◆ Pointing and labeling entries
>> BEGIN

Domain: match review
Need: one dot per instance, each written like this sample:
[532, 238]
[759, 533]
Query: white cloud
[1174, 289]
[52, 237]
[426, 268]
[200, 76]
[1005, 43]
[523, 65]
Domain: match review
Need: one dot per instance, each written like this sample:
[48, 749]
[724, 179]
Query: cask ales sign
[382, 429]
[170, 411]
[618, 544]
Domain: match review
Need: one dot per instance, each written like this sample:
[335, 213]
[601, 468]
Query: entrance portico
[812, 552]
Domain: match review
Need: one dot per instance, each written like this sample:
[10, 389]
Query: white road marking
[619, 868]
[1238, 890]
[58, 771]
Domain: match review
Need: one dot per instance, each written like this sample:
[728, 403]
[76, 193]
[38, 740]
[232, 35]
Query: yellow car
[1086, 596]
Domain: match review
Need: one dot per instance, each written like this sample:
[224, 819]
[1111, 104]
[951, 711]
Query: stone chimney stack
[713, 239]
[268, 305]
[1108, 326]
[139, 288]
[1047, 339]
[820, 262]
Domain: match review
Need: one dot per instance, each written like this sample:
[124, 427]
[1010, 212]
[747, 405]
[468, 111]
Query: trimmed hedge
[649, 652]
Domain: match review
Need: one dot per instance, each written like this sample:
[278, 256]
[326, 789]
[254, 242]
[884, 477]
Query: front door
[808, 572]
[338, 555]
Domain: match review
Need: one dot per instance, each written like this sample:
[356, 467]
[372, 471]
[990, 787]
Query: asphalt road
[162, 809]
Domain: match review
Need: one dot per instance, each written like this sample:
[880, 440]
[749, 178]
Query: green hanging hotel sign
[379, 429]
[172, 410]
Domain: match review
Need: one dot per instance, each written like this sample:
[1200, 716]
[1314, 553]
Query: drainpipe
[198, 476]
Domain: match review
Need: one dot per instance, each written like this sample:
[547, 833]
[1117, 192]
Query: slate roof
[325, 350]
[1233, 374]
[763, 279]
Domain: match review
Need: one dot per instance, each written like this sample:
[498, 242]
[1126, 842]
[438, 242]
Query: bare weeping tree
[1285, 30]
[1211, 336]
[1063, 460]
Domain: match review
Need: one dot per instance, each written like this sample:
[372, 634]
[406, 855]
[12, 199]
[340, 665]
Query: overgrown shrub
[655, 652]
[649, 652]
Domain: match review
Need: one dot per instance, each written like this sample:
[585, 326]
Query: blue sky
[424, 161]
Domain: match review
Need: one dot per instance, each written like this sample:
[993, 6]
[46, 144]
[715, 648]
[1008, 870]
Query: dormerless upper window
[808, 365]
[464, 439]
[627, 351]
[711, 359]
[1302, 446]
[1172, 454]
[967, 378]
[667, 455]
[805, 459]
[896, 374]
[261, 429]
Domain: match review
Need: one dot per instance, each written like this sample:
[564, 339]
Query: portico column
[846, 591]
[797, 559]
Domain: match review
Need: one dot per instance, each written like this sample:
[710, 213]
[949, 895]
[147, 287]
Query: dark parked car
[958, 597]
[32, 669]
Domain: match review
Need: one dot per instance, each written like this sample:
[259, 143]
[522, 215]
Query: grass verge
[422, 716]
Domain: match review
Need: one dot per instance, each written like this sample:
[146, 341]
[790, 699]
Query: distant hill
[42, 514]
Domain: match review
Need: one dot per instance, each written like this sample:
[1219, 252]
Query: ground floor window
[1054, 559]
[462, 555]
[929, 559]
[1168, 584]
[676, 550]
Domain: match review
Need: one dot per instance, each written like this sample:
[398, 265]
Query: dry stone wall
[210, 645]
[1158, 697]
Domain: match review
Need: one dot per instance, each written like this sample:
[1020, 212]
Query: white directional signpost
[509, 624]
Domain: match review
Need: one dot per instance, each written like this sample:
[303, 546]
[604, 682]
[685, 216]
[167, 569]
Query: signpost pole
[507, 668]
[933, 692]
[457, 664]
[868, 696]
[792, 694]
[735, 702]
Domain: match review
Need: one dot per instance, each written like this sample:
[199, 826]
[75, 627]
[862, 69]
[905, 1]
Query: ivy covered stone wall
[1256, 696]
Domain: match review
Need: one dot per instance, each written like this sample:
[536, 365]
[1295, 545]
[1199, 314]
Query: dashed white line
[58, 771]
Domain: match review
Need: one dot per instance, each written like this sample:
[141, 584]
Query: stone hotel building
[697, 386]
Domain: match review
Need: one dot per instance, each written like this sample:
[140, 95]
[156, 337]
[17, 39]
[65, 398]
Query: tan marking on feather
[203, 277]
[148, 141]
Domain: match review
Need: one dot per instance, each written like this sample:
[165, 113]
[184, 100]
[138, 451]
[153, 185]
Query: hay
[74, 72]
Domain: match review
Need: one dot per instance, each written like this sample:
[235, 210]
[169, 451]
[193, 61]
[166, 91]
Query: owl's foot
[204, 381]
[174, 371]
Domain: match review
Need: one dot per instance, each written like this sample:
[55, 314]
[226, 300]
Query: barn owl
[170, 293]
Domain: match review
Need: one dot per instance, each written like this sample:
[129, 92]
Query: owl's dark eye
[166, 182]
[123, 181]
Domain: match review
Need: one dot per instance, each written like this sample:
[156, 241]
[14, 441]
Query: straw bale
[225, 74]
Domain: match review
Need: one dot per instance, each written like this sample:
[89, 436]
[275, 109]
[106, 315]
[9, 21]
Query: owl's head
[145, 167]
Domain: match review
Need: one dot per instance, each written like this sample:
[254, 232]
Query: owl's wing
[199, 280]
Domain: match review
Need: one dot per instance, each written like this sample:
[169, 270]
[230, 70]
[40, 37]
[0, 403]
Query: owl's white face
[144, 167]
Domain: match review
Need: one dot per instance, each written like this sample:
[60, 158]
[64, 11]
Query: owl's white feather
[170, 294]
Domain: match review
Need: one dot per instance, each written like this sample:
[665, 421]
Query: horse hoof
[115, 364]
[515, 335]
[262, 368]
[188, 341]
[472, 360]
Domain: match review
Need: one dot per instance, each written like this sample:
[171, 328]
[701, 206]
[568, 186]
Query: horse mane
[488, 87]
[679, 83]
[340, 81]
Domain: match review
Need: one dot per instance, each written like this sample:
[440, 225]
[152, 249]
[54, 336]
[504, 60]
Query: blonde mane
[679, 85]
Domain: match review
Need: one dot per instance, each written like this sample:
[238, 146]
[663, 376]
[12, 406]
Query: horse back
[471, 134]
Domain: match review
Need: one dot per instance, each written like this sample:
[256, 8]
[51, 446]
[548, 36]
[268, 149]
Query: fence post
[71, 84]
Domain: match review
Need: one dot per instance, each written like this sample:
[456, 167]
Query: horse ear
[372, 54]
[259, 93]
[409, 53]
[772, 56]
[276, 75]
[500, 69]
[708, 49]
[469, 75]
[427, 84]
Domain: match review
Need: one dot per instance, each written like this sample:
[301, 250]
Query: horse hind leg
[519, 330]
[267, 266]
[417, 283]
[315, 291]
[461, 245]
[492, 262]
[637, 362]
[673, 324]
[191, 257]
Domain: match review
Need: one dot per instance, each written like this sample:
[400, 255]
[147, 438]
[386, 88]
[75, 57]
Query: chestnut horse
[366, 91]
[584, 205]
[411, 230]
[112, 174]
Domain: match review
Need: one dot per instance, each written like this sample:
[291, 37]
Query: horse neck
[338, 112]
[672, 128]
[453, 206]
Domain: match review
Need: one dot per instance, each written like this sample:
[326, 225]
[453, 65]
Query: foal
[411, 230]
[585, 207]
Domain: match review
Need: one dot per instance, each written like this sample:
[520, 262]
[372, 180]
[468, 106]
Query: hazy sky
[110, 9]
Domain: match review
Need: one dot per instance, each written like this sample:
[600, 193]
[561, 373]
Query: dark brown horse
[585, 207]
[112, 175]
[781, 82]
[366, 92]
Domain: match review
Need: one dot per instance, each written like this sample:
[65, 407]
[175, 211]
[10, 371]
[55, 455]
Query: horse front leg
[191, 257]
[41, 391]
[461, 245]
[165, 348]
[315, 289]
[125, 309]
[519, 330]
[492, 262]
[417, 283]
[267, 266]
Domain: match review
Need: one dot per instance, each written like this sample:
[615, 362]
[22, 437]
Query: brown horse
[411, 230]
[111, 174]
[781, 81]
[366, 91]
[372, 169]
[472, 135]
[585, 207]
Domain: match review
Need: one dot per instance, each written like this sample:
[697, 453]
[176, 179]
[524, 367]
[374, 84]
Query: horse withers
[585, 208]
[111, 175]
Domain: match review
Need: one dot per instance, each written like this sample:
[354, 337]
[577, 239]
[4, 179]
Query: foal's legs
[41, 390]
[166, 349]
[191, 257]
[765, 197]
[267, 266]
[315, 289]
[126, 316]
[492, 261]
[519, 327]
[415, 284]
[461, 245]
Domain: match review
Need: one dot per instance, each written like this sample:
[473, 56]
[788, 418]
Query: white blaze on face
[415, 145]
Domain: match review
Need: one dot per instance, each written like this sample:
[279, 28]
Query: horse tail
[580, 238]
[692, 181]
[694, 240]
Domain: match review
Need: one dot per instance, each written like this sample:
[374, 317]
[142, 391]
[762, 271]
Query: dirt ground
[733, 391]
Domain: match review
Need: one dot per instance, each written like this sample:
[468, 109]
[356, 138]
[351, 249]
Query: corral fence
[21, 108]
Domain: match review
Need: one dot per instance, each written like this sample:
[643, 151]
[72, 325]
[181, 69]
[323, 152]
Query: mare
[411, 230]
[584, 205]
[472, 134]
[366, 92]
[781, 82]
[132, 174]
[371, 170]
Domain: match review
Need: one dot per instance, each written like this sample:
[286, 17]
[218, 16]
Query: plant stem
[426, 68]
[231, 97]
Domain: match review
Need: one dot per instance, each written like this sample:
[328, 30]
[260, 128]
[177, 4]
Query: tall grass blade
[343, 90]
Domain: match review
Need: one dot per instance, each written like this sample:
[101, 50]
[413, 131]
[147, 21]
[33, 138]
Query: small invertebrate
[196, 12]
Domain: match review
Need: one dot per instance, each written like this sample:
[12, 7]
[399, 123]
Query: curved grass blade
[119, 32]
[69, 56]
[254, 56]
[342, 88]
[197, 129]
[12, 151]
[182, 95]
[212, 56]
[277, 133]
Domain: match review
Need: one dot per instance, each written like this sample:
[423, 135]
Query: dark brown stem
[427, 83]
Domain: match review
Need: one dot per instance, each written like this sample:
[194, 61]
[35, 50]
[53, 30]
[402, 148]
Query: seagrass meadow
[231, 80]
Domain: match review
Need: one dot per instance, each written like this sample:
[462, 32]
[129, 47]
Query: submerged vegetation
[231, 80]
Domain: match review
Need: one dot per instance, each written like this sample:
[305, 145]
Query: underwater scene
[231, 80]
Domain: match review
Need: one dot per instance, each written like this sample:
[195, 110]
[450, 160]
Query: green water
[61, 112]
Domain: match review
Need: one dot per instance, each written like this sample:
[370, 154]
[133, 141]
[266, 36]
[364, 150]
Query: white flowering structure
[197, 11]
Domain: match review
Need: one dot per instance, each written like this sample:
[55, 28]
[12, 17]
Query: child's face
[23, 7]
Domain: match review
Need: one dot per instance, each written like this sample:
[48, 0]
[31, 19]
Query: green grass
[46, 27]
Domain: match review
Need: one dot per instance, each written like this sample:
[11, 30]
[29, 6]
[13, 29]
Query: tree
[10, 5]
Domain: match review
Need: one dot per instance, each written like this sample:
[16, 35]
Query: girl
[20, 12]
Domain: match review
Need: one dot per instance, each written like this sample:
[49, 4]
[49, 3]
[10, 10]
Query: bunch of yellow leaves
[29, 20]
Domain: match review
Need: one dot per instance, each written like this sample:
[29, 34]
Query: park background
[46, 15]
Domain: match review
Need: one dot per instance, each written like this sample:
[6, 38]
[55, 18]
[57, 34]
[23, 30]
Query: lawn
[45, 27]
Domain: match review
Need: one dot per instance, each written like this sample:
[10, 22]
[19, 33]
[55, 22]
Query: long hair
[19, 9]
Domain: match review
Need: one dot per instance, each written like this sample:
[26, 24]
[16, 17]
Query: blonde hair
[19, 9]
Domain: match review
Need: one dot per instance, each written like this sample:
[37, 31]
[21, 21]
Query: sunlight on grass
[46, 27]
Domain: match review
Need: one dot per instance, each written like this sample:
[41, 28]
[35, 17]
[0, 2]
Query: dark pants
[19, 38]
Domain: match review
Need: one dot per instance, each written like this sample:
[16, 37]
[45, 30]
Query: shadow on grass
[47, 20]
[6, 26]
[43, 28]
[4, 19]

>> END

◆ Problem
Count the lines of the items above that contain the string "white", treating case as significant. Report only the number.

◆ The reply
8